[Image object location entries]

## Begin

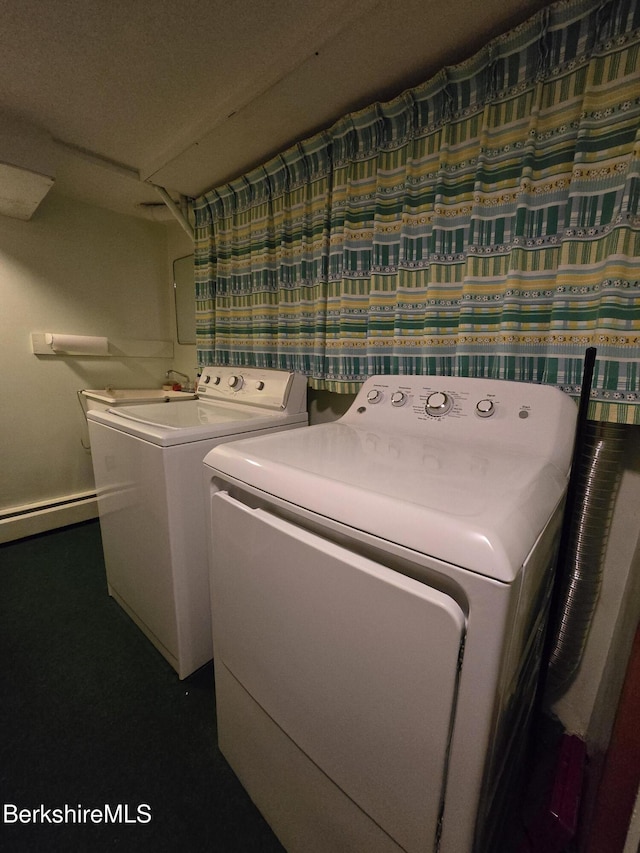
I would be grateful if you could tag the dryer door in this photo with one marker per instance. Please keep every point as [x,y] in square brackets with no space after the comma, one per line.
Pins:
[357,664]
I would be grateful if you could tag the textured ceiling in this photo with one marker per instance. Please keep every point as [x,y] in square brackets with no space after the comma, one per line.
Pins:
[187,95]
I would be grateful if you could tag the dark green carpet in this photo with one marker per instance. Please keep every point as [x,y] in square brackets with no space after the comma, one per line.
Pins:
[92,716]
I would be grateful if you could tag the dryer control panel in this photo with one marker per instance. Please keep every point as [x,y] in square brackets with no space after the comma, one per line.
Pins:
[488,411]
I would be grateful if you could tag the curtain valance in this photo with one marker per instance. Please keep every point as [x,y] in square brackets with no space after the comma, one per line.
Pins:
[485,223]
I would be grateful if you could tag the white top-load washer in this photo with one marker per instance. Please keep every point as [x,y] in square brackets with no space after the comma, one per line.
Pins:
[379,590]
[147,461]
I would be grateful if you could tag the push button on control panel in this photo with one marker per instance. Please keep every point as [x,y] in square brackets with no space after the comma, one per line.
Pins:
[485,408]
[438,404]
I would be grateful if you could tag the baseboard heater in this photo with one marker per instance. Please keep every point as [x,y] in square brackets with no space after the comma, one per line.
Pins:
[19,522]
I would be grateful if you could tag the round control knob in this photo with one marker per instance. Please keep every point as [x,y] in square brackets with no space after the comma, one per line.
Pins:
[485,408]
[438,404]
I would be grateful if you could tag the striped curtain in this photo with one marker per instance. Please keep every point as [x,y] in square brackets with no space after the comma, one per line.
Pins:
[485,223]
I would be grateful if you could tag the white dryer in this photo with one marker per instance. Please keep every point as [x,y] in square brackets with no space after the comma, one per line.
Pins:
[379,592]
[147,461]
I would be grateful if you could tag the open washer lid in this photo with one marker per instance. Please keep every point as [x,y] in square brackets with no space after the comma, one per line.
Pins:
[232,401]
[193,420]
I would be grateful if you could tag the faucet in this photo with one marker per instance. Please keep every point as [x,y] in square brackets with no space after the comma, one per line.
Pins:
[188,384]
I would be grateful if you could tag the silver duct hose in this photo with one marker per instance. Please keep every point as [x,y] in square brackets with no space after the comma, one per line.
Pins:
[597,484]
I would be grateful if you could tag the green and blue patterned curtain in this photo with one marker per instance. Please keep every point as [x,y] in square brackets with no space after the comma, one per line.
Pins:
[485,223]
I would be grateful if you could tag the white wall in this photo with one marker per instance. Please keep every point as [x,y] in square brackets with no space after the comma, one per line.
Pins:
[75,269]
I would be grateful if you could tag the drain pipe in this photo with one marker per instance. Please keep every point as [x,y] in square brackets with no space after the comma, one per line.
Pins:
[598,481]
[173,207]
[594,482]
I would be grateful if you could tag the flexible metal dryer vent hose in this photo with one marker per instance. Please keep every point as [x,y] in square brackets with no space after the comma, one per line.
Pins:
[597,484]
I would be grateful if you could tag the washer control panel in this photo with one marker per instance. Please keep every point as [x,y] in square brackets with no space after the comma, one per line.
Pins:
[254,386]
[461,407]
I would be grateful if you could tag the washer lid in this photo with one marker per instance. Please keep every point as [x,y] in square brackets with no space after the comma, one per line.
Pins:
[194,420]
[477,507]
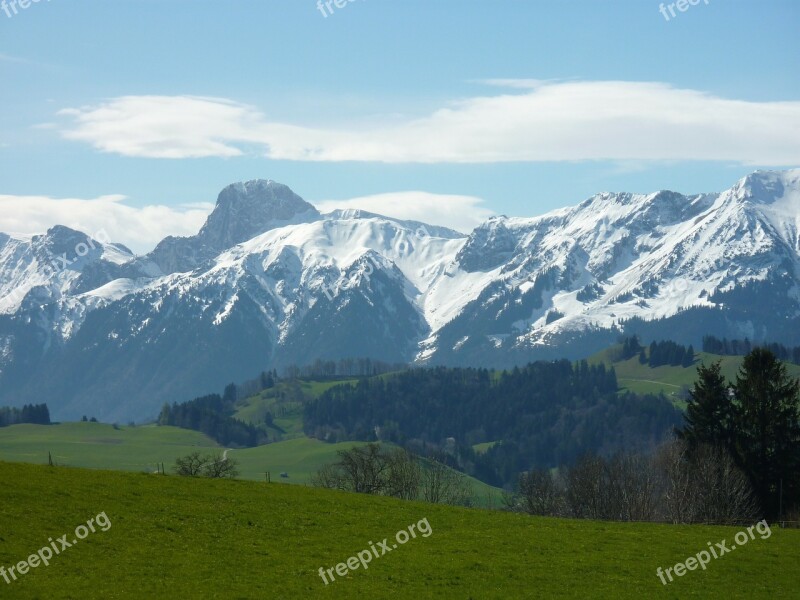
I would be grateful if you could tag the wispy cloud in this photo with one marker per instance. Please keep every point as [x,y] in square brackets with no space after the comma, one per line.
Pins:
[462,213]
[138,228]
[536,122]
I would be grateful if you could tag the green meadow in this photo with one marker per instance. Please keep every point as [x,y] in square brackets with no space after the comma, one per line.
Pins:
[174,537]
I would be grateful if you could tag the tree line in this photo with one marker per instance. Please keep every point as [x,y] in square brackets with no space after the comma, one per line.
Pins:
[378,470]
[542,415]
[736,458]
[212,415]
[37,414]
[658,354]
[728,347]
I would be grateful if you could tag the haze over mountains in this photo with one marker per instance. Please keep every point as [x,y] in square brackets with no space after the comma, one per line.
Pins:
[269,281]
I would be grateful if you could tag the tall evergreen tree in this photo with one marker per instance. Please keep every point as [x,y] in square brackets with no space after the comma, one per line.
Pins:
[710,414]
[768,431]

## End

AIM OF THE TASK:
Repeat the records above exactly, leaving out the pictures.

THE ANSWER:
I would be grateful if you could tag the dryer door in this photo with one marker per instance. Please keep every point as [x,y] in square brackets with no space after the comma, one per line.
Pins:
[357,664]
I would be grateful if you could tag the textured ceiling in this photo with one marker per instance. Please keep every point as [x,y] in square brackets with no space after the comma, one per line.
Pins:
[187,95]
I would be grateful if you could tag the dark green carpet in this photo with one marker per instance. Please keep every point as [x,y] in square brackets with no space after the comma, one per line.
Pins:
[92,716]
I would be grateful if you could tag the dryer control panel in this photo with one marker per instance. Please keep every point as [x,y] in square brackets with no space after the comma, one per line.
Pins:
[488,411]
I would be grateful if you could tag the curtain valance in this photo with one marker per instance. Please keep every point as [x,y] in square brackets with no space after the comma, one per line.
Pins:
[485,223]
I would be grateful if you could tag the white top-load washer in this photo with one marker per instance. Please keep every point as [x,y] in square brackets with no space after the comma, one per line.
Pins:
[379,590]
[147,461]
I would be grateful if you could tag the push button on control panel in this photo with one marker per instance. Please keep every point as [x,y] in square brackets with no space after the comma, one per line.
Pins:
[485,408]
[438,404]
I would be grateful if you could tag the baseboard heater in this photo with one marker per instance. Please keep every point as [x,y] in square brackets with no space after the comma, one per line.
Pins:
[19,522]
I would be grateful if you could tag the round control knob in this photo with one marker per instance. Please keep every point as [x,y] in square brackets with no space after the comma, one per line.
Pins:
[485,408]
[438,404]
I would be grateful if you could tag the striped curtain in this photo with one marker per instance. Please keep every point as [x,y] in square brackets with no space after the comma, one per line.
Pins:
[485,223]
I would be grateful if you could tag the white dryer in this photo with one marker per instance. Please keep every point as [x,y] in square brackets with no space after the comma, one per line.
Pins:
[379,592]
[147,461]
I would be grateful if you could tag the open washer lid in this photo with one marker per instance. Please keep every point as [x,y] in square brackets with no space after the comma, one per line.
Pins:
[232,401]
[193,420]
I would be grateful if you could tag the faucet in this photo with one marker per instance. Please keep every point as [x,y] in square brackets with no space after the comma, one per line.
Pins:
[188,384]
I would be grateful if you could tag the silver duct hose in this photo with one marker per instance. Please keep every point as [x,y] in square brackets with no space after the comma, one per line.
Pins:
[597,484]
I would be grateful if you could tag the green and blue patterned curtain in this photo with one marker per instance. Please keep every point as [x,y] in square brackets with no space after the comma, one per line.
Pins:
[485,223]
I would be grateful if you could tag the white wall in this photo with one marker per instance. Please keep every point as [x,y] in square brackets with no space after the comma, one per line.
Pins:
[75,269]
I would be grateful if you could tag the drain pipe in this photo with one marker per instance. Please keep every point as [x,y] in square brackets with no space after the comma, one per line.
Pins:
[598,481]
[173,207]
[594,482]
I would be grateful if you could tag the flexible metal dryer vent hose in this photo with one marker per instance. Please keep every point as [x,y] in square brackets with no space after the comma, one per line.
Pins:
[597,484]
I would be grateful if you could tag the washer control panel in this photo with one marker per instance. Please keep every point as [x,y] in square brackets with no space after the comma, one per line.
Pins:
[254,386]
[461,407]
I would be grateful if you could tag the washer lid in this photo with one marker per instance. Please keep every point as [x,y] in square brackets with no space after the comma, one per line.
Pins:
[194,420]
[477,507]
I would be grateful if you could tag the wispy cloud in this photo with one marker per instance. Please keep every point as [x,y] in square brackets with no space after the comma, one per line.
Pins:
[462,213]
[138,228]
[536,122]
I would be grateful if you could tag the green meadow in this photo with one marker per instance. Please keep every point as [x,y] in square brackets with no space after the comma, one per line.
Pins:
[174,537]
I would be grateful if you could tag the tree line in this photo with one marker per instance. Please keep every point as [x,y] in square brackets with no space after the comma, one per line.
Pins:
[378,470]
[542,415]
[736,458]
[212,415]
[37,414]
[658,354]
[728,347]
I would be grateful if you could tag the haze over mountains in this photo with one marker per instance. Please keep every point as [x,y] in square brackets with no space after the comma, one per line.
Pins:
[269,281]
I would be grateful if you could tag the tall evergreen tree in this photo with one marker per instance. Please keep every point as [x,y] in square brackets with no space after the comma, one per line.
Pins:
[710,414]
[768,431]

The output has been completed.